Retype all of the listing exactly, passing over any picture you find.

■ Provided data ■
[Begin]

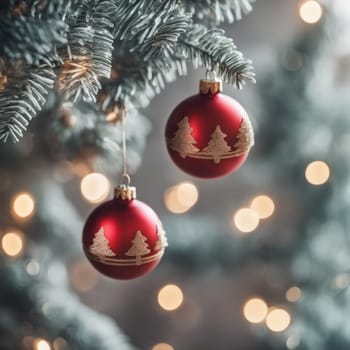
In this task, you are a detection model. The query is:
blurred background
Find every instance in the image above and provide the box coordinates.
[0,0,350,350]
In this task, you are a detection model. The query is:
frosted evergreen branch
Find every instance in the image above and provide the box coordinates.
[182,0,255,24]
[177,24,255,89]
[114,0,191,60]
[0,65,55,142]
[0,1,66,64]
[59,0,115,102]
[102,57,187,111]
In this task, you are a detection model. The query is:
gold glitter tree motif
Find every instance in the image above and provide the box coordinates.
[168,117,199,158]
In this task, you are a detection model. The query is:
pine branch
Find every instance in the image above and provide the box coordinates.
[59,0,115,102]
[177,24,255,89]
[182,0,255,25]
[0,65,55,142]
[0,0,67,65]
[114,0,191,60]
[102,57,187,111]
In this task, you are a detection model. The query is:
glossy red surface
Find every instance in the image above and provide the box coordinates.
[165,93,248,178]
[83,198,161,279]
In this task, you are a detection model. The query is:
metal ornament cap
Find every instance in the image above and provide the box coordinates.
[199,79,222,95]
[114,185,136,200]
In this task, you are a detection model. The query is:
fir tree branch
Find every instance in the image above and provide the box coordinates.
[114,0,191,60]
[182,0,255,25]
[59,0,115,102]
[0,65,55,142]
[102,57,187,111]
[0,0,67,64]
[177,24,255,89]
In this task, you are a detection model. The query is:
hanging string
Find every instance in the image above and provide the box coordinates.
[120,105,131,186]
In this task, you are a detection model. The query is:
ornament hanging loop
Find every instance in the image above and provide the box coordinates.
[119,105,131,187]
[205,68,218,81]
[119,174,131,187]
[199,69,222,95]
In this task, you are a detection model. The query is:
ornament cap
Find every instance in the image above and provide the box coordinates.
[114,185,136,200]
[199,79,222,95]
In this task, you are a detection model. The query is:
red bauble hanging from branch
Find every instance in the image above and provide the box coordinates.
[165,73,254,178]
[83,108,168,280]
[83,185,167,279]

[End]

■ Response ■
In this task, you are a detection model. The query is:
blurred background
Find every instance in the image above and provide the box coordinates.
[0,0,350,350]
In this task, you are a detection model. The query is:
frosted evergreen branch
Find every instance in the image above and provide the box coordinates.
[182,0,255,24]
[177,24,255,89]
[114,0,191,60]
[0,65,55,142]
[0,1,66,64]
[59,0,115,102]
[102,57,187,111]
In this task, you are a detection model. The query is:
gold glitter tree motif
Find every instance in the image above and provide the box coordinates.
[168,117,199,158]
In this task, you are a detection model. The query is:
pine branch
Find every instance in the image above and provide the box coordinates.
[59,0,115,102]
[177,24,255,89]
[182,0,255,25]
[0,65,55,142]
[0,0,67,65]
[114,0,191,60]
[102,57,187,111]
In this task, you are a detection model. The query is:
glossy red surface
Find every instance in the image above and provide the box coordinates.
[165,93,248,178]
[83,198,161,279]
In this task, you are a detection model. The query is:
metal ornament cap
Find every instance in the image above and provide the box coordinates.
[199,79,222,95]
[114,185,136,200]
In this task, you are a detection model. The query is:
fir tree branch
Find every instance in the image above and provide the box coordinates.
[114,0,191,60]
[182,0,255,25]
[59,0,115,102]
[0,65,55,142]
[102,57,187,111]
[0,0,67,64]
[177,24,255,89]
In this task, you are a detection model. The query is:
hanging string
Find every instance in the image above and provide the box coordinates.
[120,105,131,186]
In this task, you are a detection model. The query is:
ornament hanging loop
Find every instance in the image above and provide the box coordinates.
[119,105,131,187]
[205,68,218,81]
[119,174,131,187]
[199,69,222,95]
In this task, you are a detection model. The query is:
ornament cap
Find every instance in the image above and provide the box coordinates.
[114,185,136,200]
[199,79,222,95]
In this task, you are a detection model. The query is:
red bauble hanging from branch
Find every instance in the image above and provide the box coordinates.
[165,73,254,178]
[83,108,168,280]
[83,185,167,279]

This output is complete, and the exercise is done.